▸ Required tasks:
1) From the post about grief after losing a baby, list every thing the writer says they were worried about in the months after Caden's birth.
2) Copy the stretch of the post about grief after losing a baby from "How do you feel" through "story might be...".
[Text shown]
Friday, April 24, 2009

Under the Tree ~ April

How long has it been since you lost your child/ren? Has your grief changed at all? Is your life becoming any easier or is it just harder as time passes?

In June it will be 3 years since we said hello and goodbye to Caden. My grief has changed in many ways many times. At first, I didn't understand how I would be able to move on with my life. I was in deep disbelief and a horrible depression. I was literally sick with grief. I ended up in the ER 1 week after Caden's birth with them running CT scans trying to figure out what was wrong with me. I had flu like spells off an on for the next 3 months. I was worried about my living son and what kind of a mother I would be able to be to him. I was worried about my career (I was mentally unable to work) and my marriage. I was lonely even though I had such a wonderful support system. I felt trapped and like my grief would be like this for the rest of my life. Finally, my health returned and I started back to work. I think this is when my life began some normalcy. I started thinking about another baby. I started to begin that I would survive this and I could go on to live a happy life. I have since had many beautiful things happen in my life. Sometimes I feel guilt, but sometimes I am able to enjoy these moments. I can think about Caden and smile and I can think about Caden and cry. My grief will never go away, but it does become easier to go on.

How do you feel when you see pregnant women when you are out and about?

It was very difficult at first. I definitely had a certain resentment toward those women even though I didn't know them from Adam. Why me, why my baby? What did I do to deserve this and why is it so easy for every one else in this world? As Brian and I decided to have another baby and it took so long, my resentment continued. Why is it so easy for other people to get pregnant? Why can all these people who don't even want kids, end up pregnant? I thought I didn't deserve to be a mom to any more children. I questioned my worthiness and my husband's worthiness. Finally I did get pregnant and my outlook seemed to change overnight. How selfish is that? I guess it is pretty darn easy to feel sorry for yourself when your baby dies though! I now feel excitement and wonder what each woman's story might be...

Whats your therapy in the aftermath of losing your child? Do you go to counseling? Do you do artwork or some kind of exercise or do you simply just let yourself be? What helps you?

I did go to a counseling group that our hospital had for bereaved parents. It was difficult as Brian was unable to attend most of the sessions with me. It was hard. His work schedule just didn't allow him to be there. I felt cheated and like he would never understand my pain. My sister was my support and she went and cried with me. Thanks Deb.
[/Text shown]
[Data for analysis]
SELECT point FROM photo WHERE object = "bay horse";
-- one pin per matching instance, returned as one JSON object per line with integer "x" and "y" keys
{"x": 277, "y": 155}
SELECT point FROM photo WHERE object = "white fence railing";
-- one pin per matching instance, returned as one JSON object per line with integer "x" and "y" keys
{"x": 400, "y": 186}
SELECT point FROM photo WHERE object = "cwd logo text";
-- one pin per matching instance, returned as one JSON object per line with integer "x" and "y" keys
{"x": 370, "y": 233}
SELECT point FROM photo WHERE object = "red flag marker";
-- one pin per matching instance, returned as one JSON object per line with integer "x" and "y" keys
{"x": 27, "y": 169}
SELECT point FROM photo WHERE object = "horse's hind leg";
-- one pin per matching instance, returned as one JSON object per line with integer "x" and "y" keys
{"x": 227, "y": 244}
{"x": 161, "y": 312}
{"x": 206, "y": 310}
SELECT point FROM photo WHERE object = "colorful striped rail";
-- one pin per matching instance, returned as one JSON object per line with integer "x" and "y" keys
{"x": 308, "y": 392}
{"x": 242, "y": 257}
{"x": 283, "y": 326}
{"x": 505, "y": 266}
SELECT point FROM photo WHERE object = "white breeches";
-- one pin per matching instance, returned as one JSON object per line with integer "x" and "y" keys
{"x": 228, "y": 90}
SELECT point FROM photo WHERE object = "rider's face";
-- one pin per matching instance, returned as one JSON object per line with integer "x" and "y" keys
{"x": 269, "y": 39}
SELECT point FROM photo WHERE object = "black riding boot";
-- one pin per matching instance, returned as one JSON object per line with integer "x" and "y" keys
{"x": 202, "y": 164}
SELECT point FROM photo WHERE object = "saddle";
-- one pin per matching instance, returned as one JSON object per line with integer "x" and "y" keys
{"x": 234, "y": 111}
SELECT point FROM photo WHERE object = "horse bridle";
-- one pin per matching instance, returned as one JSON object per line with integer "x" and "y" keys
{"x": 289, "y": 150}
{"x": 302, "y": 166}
[/Data for analysis]
▸ Solutions to each task:
1)
- Their living son and what kind of mother they would be able to be to him
- Their career
- Their marriage

2)
How do you feel when you see pregnant women when you are out and about?

It was very difficult at first. I definitely had a certain resentment toward those women even though I didn't know them from Adam. Why me, why my baby? What did I do to deserve this and why is it so easy for every one else in this world? As Brian and I decided to have another baby and it took so long, my resentment continued. Why is it so easy for other people to get pregnant? Why can all these people who don't even want kids, end up pregnant? I thought I didn't deserve to be a mom to any more children. I questioned my worthiness and my husband's worthiness. Finally I did get pregnant and my outlook seemed to change overnight. How selfish is that? I guess it is pretty darn easy to feel sorry for yourself when your baby dies though! I now feel excitement and wonder what each woman's story might be...